Problem:
The records below hold a stretch from the line with "Query: safety lanyard" through the line with "Query: overcast sky"; return exactly those lines, ends included, and nothing more.
=== Recorded data ===
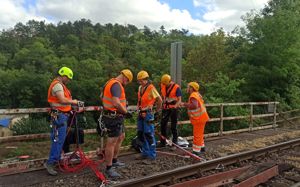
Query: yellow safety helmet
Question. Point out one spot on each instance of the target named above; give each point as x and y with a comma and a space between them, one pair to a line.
142, 75
128, 74
65, 71
194, 85
165, 79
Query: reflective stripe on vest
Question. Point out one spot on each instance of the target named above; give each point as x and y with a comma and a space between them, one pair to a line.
107, 96
54, 101
145, 100
196, 148
172, 94
199, 113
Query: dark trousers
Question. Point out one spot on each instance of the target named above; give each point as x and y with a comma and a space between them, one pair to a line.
166, 114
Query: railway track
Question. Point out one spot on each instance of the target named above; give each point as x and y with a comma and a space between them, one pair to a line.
172, 176
164, 177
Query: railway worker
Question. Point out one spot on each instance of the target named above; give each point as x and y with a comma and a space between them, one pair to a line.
198, 116
114, 111
60, 100
147, 97
171, 95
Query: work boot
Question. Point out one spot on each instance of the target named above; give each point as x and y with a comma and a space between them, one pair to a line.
112, 173
203, 149
161, 145
199, 154
50, 169
118, 164
141, 157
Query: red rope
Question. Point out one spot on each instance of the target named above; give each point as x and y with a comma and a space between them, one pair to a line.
66, 164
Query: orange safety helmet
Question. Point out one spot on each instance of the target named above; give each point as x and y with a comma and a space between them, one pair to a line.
142, 75
194, 85
165, 79
128, 74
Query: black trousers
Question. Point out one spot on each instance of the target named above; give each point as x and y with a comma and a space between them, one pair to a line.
166, 114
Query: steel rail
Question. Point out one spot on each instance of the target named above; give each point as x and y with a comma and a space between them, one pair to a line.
186, 171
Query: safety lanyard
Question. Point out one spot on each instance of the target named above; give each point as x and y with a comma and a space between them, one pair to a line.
142, 91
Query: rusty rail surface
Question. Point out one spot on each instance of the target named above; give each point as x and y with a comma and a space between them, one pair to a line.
272, 113
173, 175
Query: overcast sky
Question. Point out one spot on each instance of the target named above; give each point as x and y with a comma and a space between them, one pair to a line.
197, 16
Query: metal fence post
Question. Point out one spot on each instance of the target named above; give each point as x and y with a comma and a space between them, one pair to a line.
274, 120
221, 119
251, 117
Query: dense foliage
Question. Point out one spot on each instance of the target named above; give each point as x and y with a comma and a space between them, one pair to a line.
257, 63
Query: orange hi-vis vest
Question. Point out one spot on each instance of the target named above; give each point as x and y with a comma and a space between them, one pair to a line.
169, 94
145, 101
53, 100
107, 96
199, 113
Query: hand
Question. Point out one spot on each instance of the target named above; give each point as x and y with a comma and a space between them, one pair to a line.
181, 104
80, 103
157, 116
128, 115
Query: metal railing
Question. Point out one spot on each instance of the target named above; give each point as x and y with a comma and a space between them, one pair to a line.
251, 116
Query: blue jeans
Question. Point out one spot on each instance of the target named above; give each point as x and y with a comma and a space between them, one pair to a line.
56, 146
147, 131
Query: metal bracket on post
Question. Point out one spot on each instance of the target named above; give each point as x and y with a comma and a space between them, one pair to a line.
176, 57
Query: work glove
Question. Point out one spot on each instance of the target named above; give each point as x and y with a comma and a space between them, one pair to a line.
80, 103
128, 115
157, 116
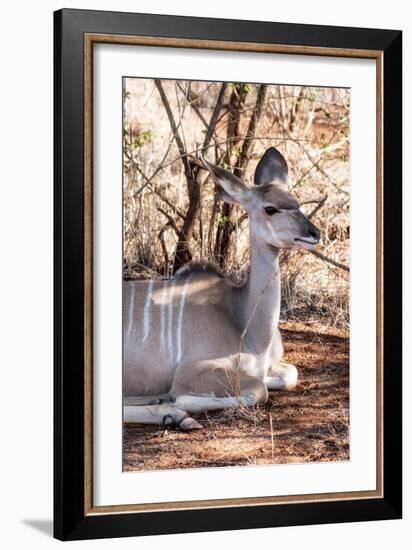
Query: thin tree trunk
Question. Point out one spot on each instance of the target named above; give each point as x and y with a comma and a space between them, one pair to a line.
226, 229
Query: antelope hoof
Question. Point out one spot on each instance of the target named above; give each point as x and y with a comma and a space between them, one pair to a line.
290, 377
188, 424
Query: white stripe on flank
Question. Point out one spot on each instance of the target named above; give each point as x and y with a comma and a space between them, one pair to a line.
163, 317
147, 311
131, 309
170, 318
180, 319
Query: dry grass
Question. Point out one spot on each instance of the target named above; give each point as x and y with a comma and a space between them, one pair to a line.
310, 126
310, 424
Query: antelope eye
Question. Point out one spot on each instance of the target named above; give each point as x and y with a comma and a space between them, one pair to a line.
270, 210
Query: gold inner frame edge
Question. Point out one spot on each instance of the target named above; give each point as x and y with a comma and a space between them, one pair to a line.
89, 40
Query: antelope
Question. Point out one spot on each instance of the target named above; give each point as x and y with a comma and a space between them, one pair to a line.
197, 342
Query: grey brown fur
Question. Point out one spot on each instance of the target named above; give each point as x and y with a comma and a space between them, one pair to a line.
200, 339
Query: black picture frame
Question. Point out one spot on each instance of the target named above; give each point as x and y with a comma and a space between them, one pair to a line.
71, 520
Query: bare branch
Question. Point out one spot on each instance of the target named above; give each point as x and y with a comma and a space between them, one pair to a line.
215, 114
329, 260
317, 207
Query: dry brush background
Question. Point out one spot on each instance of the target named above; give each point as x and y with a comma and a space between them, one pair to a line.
172, 214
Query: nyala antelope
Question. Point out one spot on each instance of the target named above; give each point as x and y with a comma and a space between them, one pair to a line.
197, 342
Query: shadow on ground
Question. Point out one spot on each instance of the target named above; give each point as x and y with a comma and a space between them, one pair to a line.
309, 424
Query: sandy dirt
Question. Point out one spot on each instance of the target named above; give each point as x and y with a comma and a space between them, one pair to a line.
309, 424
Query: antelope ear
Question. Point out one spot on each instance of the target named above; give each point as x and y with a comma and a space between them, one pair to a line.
232, 189
272, 168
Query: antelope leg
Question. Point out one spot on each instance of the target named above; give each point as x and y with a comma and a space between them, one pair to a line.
162, 415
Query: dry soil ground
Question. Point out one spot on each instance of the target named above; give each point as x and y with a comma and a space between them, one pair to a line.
310, 424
===
Answer space:
Query: safety lanyard
Question. Point out one spot on each instance of the target named above; give each point as x and y with a comma and a space between them, one pair to a line.
142, 91
Query: rusty rail surface
Question. Point out one spot on each instance of the target named above; give each point as x and y with a comma and a space between them, one pair to a line.
272, 113
173, 175
Query: overcast sky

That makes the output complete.